- **Work request 1**
Using the Normandy passage, explain in one to three sentences why Normandy boasts several world-famous cheeses.
- **Work request 2**
Pick up the Normandy passage where it stops, and write its next few sentences.

- **Passage provided**
________

Travelling east-to-west, the flying-buttress-like cliffs at Etretat, immortalised by the painter Claude Monet, are spectacular. The quality of the northern light along this part of the littoral (it's called "the Alabaster Coast" because of the way the eroding chalk lends a milky hue to the sea) attracted the Impressionists, and is beguiling still. Monet also made several studies of the west front of Rouen cathedral. Rouen was largely destroyed in 1940 and 1944, but the Right Bank has been beautifully restored. Charming Dieppe, for my euros, is more "real" and less touristy than Honfleur. West of Honfleur, just inland from Gold D-Day landing beach, and deep in the farming country of the Bessin, lies the miraculously undamaged stone town of Bayeux. Here, sympathetically displayed, the Bayeux Tapestry is a vivid testimony to an earlier military campaign. You know, 1066 and all that. Finally, as you drive to the western edge of Normandy, where it meets Brittany among the mysterious flatlands, you won't be able to miss Mont-St-Michel looming on the horizon. This is France's greatest tourist attraction outside Paris, so be warned.
Normandy, thanks to the dairy herds brought over with the Vikings and its proximity to Paris markets, boasts several world-famous cheeses. You can buy Camembert, Livarot, Pont-l'Evêque and Neufchâtel at any supermarket, but to purchase the cheese at its best, either go to a local market (the Pays d'Auge is good for artisan varieties) or to a specialist "affineur" (someone who completes the maturing process of the cheese), such as Monsieur Olivier in Dieppe. There are lots of good country markets in Normandy, Saturdays in Dieppe and Sundays in Trouville being among the best. But the most splendid and picturesque is every Monday at the medieval "Halles" of Dives-sur-Mer. Markets are also a good source for Calvados and cider, the other two great specialities of the region. Calvados du Pays d'Auge is the aristocrat of these apple brandies. At the other end of the scale, travelling pot stills turn villagers' cider into throat-ripping apple spirit. The EEC is trying to outlaw them.

________

- **Information shown**
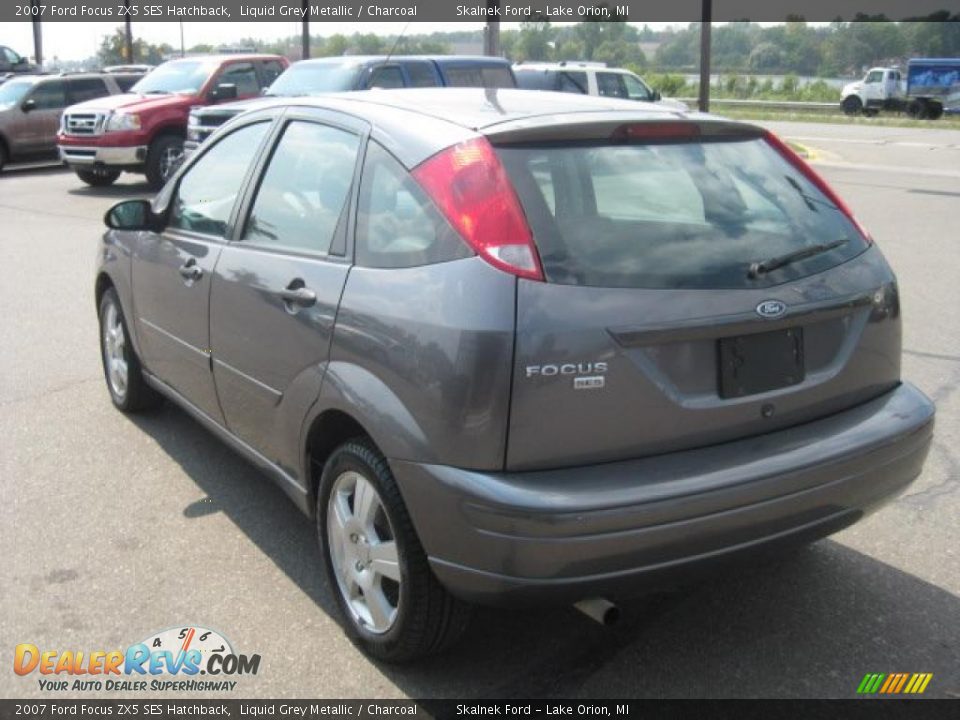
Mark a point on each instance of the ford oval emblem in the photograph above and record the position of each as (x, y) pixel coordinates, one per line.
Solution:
(771, 308)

________

- **Written answer 1**
Normandy has several world-famous cheeses because of the dairy herds that came over with the Vikings. Its nearness to the Paris markets also helped.

- **Written answer 2**
With so much cream and seafood, it was inevitable that the two were going to meet, which they do most toothsomely in a "marmite Dieppoise", a sort of creamy, Norman bouillabaisse. Spiritual home to this dish is The Marmite Dieppois in Dieppe, 8 rue St Jean (0033 2 35 84 24 26), although be warned, service can be head-bangingly slow. Another Normandy speciality is tripe, especially in the surprisingly subtle Tripes a la Mode de Caen. Rouen is more famous for its duck, and any of the fine restaurants that border the Place du Vieux Marché will give it pride of place on their menus. For the chic Parisian brasserie experience, Les Vapeurs in Trouville (160 quai Fernand Moureaux; 00 33 2 31 88 15 24) will let you pretend you're a holidaying film star as you slurp your steamed mussels, while that other Norman staple – the apple – appears together with pork and (inevitably) cream. Head for the Vallée d'Auge again. The speciality of the house at L'Auberge des Deux Tonneaux in the Calvados village of Pierrefitte-en-Auge (00 33 2 31640931) is rabbit stewed in a pint of cider and a glass of Pommeau – a sort of apple liqueur.